Document segment
┄┄┄┄┄┄┄┄┄┄
From 2008 to 2010, Himmelman produced a live Internet show, Furious World, broadcast every Tuesday evening from his home studio. The show featured original live music with his band, video segments that ranged from philosophical to comedic, and special guests from the world of technology, music and the arts.

The film Rock God is a documentary about Himmelman directed by Keith Wolf. Tim Townsend of the St. Louis Post-Dispatch wrote about the documentary in the context of Himmelman's Orthodox Jewish faith and music career.

==Film and TV composition credits==
TV scoring credits
- Bones (FOX)
- Judging Amy (CBS) – Emmy-nominated song "Best Kind of Answer"
┄┄┄┄┄┄┄┄┄┄
Supplied data
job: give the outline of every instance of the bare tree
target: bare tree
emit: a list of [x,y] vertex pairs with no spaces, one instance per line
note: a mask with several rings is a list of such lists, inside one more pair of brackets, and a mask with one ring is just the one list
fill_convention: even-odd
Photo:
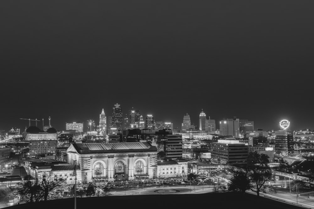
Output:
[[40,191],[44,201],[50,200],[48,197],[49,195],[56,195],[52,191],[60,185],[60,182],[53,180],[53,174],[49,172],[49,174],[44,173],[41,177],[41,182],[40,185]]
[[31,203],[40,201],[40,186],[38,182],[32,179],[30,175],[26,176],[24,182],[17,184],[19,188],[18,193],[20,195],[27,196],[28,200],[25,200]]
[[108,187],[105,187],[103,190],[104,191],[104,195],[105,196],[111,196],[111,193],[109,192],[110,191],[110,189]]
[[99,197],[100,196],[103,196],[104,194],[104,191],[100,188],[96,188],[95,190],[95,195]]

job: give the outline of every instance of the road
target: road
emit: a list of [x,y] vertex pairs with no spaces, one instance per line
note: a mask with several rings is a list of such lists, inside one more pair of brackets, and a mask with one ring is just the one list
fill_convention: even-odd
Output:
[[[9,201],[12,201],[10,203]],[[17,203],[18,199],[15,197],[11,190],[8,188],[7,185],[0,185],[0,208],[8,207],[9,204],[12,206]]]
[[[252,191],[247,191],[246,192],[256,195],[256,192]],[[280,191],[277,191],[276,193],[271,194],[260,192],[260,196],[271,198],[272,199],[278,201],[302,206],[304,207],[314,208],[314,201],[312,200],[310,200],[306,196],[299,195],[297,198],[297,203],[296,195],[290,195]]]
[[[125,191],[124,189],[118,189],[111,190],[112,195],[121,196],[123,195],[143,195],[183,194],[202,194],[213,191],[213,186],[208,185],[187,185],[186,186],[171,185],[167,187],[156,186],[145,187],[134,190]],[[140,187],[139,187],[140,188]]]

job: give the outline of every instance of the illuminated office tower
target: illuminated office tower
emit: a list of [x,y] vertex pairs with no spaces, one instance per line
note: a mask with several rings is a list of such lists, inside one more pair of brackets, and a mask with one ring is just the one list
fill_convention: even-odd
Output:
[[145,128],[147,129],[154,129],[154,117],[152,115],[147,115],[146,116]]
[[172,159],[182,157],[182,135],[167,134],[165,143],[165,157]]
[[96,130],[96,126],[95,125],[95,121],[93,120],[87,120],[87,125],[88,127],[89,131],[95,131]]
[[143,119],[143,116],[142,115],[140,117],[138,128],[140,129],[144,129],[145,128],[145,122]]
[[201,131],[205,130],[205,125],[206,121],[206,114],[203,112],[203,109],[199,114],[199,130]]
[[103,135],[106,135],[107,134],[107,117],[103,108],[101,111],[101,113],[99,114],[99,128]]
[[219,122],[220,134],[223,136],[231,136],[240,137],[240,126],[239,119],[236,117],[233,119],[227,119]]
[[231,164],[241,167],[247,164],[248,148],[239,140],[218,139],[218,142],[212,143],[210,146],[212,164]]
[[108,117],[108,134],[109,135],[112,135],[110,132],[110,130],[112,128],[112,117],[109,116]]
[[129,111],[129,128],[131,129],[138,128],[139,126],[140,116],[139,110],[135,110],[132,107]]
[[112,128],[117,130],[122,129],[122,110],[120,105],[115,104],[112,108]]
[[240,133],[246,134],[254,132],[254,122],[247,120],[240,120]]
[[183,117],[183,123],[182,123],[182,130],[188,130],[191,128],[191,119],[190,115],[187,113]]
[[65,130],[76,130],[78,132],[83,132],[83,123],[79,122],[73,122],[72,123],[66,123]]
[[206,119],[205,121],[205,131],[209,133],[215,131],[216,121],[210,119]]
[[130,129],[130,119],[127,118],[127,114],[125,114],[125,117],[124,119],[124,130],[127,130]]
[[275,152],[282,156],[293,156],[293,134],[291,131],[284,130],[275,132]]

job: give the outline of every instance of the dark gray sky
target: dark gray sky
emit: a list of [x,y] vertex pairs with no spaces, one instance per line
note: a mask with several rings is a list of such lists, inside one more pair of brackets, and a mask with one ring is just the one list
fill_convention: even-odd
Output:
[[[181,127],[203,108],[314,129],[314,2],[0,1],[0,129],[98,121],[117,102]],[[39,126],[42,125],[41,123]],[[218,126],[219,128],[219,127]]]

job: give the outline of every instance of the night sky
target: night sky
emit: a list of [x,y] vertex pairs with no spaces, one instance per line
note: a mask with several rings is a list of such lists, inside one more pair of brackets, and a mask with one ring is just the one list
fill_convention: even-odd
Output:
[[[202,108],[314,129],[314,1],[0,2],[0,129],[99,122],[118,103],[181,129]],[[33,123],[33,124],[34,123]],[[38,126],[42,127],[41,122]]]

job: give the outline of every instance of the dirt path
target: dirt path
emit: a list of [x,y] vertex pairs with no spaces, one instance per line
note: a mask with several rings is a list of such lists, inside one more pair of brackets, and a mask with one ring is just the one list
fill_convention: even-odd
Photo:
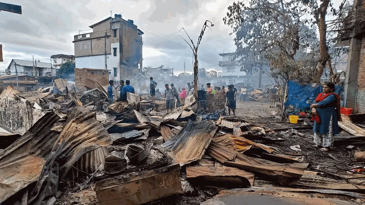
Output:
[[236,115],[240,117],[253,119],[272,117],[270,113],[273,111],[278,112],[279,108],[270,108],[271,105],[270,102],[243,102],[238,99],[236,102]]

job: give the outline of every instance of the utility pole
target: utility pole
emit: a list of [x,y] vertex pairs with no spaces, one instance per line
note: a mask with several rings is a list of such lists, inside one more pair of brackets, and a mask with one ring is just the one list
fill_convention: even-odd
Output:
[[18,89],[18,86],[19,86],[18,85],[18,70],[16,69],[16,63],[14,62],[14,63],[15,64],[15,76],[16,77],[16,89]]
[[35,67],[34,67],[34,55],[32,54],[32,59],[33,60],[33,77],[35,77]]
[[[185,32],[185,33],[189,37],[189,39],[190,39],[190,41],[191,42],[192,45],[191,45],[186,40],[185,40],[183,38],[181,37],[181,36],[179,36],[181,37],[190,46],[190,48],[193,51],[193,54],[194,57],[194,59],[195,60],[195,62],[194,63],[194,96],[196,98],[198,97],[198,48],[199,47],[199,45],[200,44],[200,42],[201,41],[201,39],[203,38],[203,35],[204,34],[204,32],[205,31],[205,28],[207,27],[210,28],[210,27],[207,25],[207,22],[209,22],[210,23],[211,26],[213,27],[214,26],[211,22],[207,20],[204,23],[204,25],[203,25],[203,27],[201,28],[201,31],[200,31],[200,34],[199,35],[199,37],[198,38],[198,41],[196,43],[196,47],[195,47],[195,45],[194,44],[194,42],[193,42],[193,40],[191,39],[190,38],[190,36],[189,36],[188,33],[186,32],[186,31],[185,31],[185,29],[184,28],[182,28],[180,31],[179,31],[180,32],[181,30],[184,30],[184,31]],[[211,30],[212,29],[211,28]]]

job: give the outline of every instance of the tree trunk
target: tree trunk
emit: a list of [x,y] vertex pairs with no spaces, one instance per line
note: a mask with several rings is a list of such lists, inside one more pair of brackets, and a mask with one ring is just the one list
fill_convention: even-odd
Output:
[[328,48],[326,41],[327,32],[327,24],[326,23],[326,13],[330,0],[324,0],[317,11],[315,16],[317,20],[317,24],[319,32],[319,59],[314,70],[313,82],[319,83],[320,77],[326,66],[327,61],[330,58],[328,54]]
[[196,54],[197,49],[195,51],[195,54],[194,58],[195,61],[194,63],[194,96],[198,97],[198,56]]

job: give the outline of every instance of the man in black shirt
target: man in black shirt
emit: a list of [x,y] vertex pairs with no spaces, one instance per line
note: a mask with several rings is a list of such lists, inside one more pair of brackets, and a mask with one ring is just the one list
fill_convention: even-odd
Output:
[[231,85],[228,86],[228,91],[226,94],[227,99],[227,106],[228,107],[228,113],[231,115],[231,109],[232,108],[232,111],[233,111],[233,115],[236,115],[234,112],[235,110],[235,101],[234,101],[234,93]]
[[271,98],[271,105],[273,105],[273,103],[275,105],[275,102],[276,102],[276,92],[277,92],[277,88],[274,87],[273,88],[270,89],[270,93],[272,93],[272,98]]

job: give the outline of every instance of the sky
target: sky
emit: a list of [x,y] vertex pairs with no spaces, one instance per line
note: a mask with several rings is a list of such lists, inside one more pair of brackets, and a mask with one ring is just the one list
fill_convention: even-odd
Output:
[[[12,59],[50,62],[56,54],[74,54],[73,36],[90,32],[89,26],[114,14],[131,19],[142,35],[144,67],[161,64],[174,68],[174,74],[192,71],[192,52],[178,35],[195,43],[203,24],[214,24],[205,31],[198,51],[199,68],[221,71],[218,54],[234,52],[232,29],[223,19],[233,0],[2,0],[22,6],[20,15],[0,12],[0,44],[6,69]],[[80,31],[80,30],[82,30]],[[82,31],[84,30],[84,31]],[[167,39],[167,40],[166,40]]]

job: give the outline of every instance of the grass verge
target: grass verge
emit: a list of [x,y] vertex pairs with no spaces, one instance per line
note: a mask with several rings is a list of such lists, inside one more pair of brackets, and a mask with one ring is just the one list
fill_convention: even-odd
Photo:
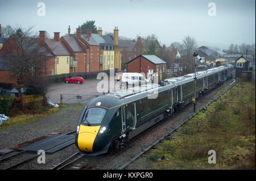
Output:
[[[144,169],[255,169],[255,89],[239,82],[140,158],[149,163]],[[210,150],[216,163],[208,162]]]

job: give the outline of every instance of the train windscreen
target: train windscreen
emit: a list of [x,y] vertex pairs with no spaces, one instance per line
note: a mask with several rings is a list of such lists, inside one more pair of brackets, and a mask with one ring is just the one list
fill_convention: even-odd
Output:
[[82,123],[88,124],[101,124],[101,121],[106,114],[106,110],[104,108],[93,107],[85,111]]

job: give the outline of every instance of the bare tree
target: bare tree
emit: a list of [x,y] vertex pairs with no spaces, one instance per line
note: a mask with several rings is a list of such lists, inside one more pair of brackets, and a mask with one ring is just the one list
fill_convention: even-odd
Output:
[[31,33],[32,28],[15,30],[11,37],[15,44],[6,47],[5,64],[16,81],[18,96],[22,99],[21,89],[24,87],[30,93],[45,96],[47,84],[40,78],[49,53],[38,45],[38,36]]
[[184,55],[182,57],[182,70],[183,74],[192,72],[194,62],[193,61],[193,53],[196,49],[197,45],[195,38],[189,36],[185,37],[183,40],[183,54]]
┄┄┄┄┄┄┄┄┄┄
Study questions
• 1. List every person named in the Himmelman excerpt.
• 2. Return the passage of the Himmelman excerpt between "From 2008 to" and "and music career.", inclusive.

Expected outputs
• 1.
Himmelman
Keith Wolf
Tim Townsend

• 2.
From 2008 to 2010, Himmelman produced a live Internet show, Furious World, broadcast every Tuesday evening from his home studio. The show featured original live music with his band, video segments that ranged from philosophical to comedic, and special guests from the world of technology, music and the arts.

The film Rock God is a documentary about Himmelman directed by Keith Wolf. Tim Townsend of the St. Louis Post-Dispatch wrote about the documentary in the context of Himmelman's Orthodox Jewish faith and music career.